#### TEXT PASSAGE
○ ○ ○ ○ ○
Notes From the Trading Desk – Europe: Brexit Special

Franklin Templeton’s Notes from the Trading Desk offers a weekly overview of what our professional traders and analysts are watching in the markets. The European desk is manned by eight professionals based in Edinburgh, Scotland, with an average of 15 years of experience whose job it is to monitor the markets around the world. Their views are theirs alone and are not intended to be construed as investment advice.

Friday, June 24, 2016

In a result that confounded bookmakers’ odds, the United Kingdom voted to leave the European Union (EU) on Thursday (June 23) by 52% to 48%, with a high voter turnout of 71%. The leave campaign won the majority of votes in England and Wales, while London and every Scottish region saw remain majorities. In reality, it was the scale of the vote for leave across England that swung the vote where many traditional Labour voters backed a leave.

On the back of this result, UK Prime Minister David Cameron resigned this morning and will stand down once the Conservative Party appoints a new leader—a process that is likely to take around three months.

The Digest

Predictably, European equity markets opened significantly lower on a huge volume, but markets quickly recovered a little ground. The financial sector—banks and insurers—led markets lower while support for health care and staples seemed to reflect a flight to safety.

That said, it is important to look at these moves in the context of what has happened over the week. Markets had climbed sharply ahead of this vote on the expectation of a remain outcome, so broader markets are essentially back at last week’s lows.
○ ○ ○ ○ ○
#### CHALLENGE
Can you write out the Brexit trading-desk notes word for word from "In a result" to "backed a leave."?

#### SOURCE EXCERPT
○ ○ ○ ○ ○
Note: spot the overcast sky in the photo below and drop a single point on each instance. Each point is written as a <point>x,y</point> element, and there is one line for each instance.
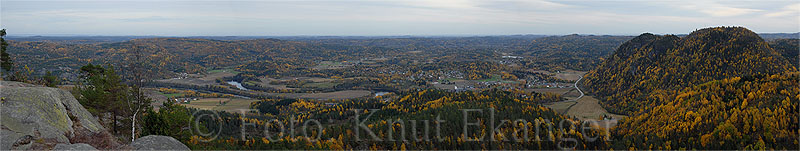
<point>390,17</point>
○ ○ ○ ○ ○
#### EXERCISE ANSWER
In a result that confounded bookmakers’ odds, the United Kingdom voted to leave the European Union (EU) on Thursday (June 23) by 52% to 48%, with a high voter turnout of 71%. The leave campaign won the majority of votes in England and Wales, while London and every Scottish region saw remain majorities. In reality, it was the scale of the vote for leave across England that swung the vote where many traditional Labour voters backed a leave.